** BEGIN Input data **
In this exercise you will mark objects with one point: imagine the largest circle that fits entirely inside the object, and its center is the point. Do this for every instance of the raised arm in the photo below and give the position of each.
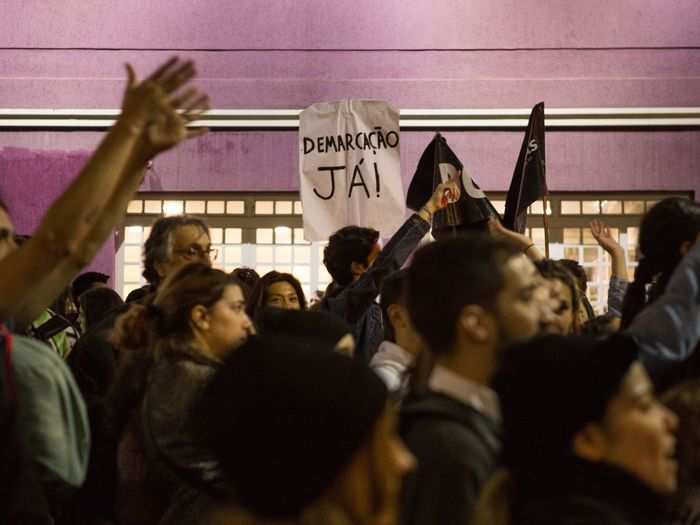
(618, 277)
(669, 329)
(78, 223)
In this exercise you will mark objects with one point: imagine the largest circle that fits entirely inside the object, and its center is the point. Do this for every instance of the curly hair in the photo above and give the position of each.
(346, 246)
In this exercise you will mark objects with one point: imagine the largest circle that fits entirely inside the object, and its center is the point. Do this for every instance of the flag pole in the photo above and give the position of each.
(546, 225)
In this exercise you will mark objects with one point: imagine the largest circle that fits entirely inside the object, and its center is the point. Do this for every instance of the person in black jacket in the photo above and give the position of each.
** END Input data **
**Set task:**
Return the entire listing above verbatim, leaving out the pictures.

**Problem solution:**
In this exercise you will mark objects with one point: imagine the largest circle that fits entirely inside the object, and its center is the point. Do this for every instance of the raised arm in the photo below and give the position of each.
(618, 277)
(669, 329)
(78, 223)
In this exercise you will mark objects with one point: imagine the largest circle that fits entirely inside the object, and its center is the point. Do this for every instance of the curly hair in the photo above and give the position of each.
(346, 246)
In this exercise you will mark objects with one point: imagine the largest circle that fits entirely inside the object, and its center is the point. Do this for every instance of the flag pole in the photo above and give the position of each.
(546, 225)
In this exercise you will mark objects with one point: imagine the largest circle that fits entirely inside the object, and its center is the point. Do this for every instance of the person in black jacket in the photo above and give the position of each.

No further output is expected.